__EXERCISE__
A verbatim reproduction of the lines below, from the line containing "Target: mauve trousers" through the line containing "Target: necklace", both ends included, is the whole required output.

__RECORDS SHOWN__
● ● ● ● ●

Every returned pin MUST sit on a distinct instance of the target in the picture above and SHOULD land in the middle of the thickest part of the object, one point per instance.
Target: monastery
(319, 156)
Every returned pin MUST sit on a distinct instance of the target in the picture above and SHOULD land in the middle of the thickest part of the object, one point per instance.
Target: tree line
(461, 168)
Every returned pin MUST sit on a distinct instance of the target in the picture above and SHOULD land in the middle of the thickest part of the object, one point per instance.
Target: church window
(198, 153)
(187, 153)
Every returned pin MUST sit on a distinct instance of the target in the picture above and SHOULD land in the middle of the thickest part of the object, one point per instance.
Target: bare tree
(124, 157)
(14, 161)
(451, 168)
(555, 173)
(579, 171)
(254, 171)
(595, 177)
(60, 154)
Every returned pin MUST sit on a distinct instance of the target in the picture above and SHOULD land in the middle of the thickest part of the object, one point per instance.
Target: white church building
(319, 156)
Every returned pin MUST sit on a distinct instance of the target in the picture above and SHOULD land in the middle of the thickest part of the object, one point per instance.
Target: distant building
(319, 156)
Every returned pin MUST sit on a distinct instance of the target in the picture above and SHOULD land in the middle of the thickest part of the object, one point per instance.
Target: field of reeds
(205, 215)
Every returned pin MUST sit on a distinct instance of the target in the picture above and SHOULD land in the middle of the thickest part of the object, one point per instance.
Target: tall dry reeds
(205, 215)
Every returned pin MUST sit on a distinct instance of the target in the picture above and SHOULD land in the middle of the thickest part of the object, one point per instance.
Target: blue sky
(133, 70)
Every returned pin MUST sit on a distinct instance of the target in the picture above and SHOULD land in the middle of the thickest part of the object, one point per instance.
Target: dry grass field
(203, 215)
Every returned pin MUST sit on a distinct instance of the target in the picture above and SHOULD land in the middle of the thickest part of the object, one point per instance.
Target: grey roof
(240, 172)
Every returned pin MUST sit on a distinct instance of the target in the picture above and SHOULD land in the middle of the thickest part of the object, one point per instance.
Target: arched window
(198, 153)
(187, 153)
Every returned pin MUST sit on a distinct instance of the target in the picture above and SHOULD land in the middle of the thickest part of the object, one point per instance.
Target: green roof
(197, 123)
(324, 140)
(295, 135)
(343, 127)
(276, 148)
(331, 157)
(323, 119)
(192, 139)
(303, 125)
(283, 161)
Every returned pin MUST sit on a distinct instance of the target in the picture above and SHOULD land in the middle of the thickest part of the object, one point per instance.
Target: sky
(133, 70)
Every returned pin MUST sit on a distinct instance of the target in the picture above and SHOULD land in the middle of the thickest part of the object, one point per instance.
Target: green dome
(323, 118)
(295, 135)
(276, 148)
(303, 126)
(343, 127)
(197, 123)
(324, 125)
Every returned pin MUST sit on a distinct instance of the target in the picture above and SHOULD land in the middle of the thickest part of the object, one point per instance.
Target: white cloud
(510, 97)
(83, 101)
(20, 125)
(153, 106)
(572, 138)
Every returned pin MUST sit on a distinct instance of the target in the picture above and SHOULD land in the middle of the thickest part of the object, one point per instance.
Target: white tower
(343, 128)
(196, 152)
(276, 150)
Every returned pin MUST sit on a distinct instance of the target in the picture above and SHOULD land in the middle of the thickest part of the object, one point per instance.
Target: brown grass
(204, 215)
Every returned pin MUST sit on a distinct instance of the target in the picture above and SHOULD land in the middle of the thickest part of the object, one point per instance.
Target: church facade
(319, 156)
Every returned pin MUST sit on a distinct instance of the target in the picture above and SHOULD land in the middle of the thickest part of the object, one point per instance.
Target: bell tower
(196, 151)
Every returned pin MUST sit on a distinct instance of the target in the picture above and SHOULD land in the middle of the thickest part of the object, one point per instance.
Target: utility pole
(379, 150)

● ● ● ● ●

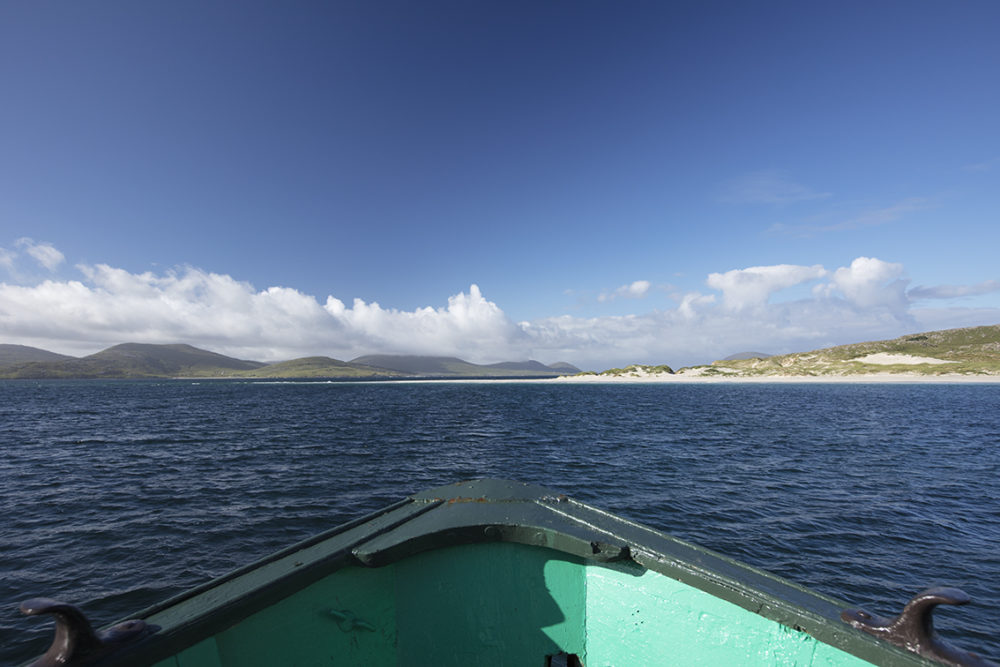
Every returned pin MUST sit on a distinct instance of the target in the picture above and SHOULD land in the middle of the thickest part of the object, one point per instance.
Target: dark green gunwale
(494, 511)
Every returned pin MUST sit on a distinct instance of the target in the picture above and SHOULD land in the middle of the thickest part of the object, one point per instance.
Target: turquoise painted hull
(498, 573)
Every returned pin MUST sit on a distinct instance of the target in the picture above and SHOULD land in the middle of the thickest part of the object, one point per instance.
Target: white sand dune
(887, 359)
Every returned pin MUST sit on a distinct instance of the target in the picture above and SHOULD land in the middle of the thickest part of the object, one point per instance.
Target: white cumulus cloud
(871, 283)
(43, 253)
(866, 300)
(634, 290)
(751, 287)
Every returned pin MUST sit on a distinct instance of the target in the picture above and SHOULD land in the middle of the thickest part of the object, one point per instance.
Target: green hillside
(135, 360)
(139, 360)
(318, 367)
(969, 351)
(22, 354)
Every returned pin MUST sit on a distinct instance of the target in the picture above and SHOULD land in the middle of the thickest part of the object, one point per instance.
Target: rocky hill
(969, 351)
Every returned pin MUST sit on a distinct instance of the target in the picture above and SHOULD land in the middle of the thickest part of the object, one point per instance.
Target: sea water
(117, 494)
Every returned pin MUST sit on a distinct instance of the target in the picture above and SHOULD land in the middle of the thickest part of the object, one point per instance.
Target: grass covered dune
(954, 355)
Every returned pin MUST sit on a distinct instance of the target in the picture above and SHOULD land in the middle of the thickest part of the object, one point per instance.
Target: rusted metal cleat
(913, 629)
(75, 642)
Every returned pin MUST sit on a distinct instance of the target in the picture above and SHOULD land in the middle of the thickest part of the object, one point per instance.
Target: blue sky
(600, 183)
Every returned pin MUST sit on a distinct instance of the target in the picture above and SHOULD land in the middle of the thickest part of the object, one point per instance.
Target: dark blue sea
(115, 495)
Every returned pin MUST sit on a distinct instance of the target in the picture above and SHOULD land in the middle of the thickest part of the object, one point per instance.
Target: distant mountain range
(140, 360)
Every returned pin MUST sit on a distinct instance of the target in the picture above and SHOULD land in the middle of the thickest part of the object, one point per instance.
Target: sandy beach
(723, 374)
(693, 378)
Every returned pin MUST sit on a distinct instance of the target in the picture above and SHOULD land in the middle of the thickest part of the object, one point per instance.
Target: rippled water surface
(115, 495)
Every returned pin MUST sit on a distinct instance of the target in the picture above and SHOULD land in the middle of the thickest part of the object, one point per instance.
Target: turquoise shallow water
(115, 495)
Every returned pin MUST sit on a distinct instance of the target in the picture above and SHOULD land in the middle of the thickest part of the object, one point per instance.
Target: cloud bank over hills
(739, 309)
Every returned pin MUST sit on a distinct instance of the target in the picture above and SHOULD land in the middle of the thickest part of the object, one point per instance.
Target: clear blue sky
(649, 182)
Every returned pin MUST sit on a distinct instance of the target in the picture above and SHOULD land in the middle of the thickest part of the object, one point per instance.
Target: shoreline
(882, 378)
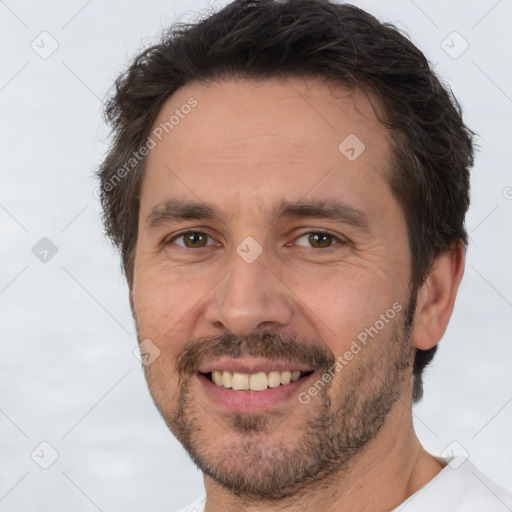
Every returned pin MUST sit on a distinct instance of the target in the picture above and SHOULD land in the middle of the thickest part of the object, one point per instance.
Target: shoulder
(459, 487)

● ● ● ● ●

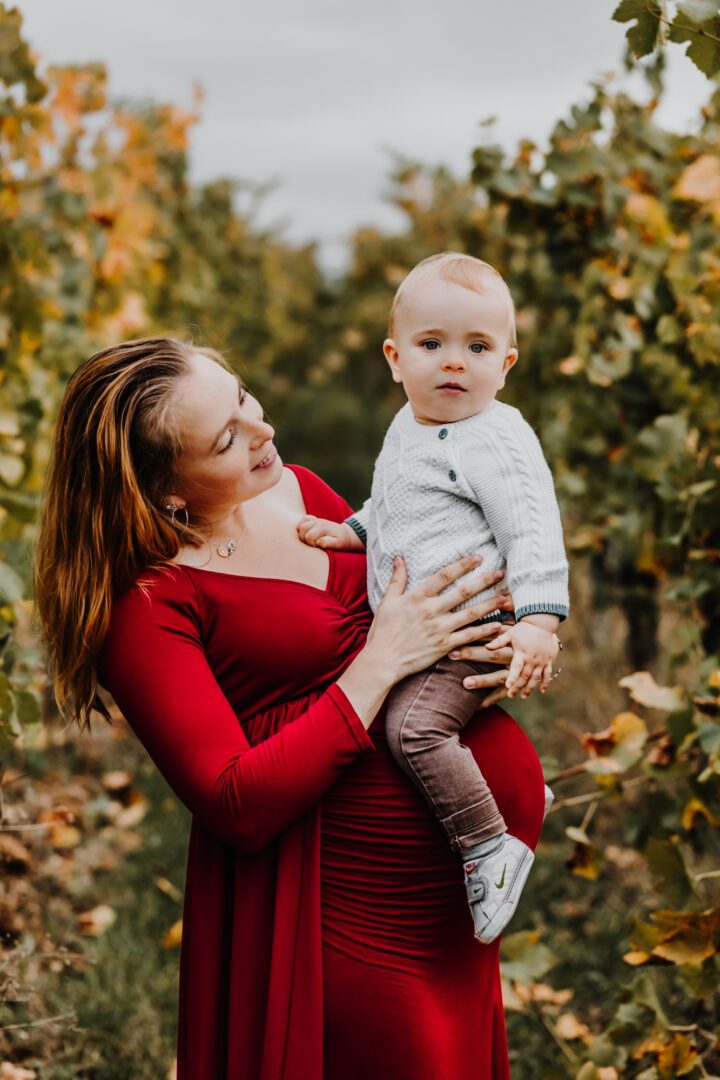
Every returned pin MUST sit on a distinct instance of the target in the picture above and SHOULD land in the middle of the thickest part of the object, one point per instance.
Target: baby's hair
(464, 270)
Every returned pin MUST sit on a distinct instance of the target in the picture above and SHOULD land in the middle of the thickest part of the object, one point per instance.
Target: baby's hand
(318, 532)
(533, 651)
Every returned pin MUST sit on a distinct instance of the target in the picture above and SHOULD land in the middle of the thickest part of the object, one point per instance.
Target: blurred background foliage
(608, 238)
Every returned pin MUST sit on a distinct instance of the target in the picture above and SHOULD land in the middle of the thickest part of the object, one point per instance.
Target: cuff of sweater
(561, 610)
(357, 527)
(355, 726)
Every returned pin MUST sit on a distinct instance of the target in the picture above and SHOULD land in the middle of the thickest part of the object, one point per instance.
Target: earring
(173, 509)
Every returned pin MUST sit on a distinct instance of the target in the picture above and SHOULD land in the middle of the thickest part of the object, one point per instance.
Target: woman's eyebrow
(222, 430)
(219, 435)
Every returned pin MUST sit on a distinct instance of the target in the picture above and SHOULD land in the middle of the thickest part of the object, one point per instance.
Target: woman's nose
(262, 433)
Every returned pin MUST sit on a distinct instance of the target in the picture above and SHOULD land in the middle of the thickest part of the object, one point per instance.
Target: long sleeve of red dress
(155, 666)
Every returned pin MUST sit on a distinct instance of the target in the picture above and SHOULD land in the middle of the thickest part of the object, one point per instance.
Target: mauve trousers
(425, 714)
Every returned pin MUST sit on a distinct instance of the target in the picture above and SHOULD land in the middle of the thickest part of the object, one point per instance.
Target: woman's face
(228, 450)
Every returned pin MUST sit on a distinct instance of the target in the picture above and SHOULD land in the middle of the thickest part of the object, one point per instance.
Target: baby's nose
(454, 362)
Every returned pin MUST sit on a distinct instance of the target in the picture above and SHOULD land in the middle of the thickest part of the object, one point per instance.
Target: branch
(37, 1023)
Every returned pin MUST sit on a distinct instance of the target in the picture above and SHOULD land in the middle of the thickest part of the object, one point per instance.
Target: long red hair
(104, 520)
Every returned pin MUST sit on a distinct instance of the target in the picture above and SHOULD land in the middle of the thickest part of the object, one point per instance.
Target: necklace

● ● ● ● ●

__ANSWER FOR THE TASK__
Target: mauve trousers
(425, 714)
Every returned pin MUST sit on a distinct instance of the target in the picture above and SHOULD land in the middle of the thickest part of the object, one point per instance.
Target: woman's face
(228, 450)
Every returned pin MUST sit on a distinct instance of the target in the picture above and SHOULD land in the middle of the thickest part of the object, one point per instance.
Target: baby's nose
(454, 362)
Every returned pin MUST sit on a distinct instance of the target in the picture above and SHOULD land in the middle of the thickest part of the object, one point per instance.
Target: branch
(37, 1023)
Every returned pin MUST sit on a distinct instance of the target in the picture above and SHOULD land in the middle of the thickest part of the object, one point per instance.
Target: long red hair
(104, 520)
Every returned pin MUST sit on a distinct instance of the target in the picture above and SHOULD land in the middle of the thickest part of the object, one point per instance.
Target: necklace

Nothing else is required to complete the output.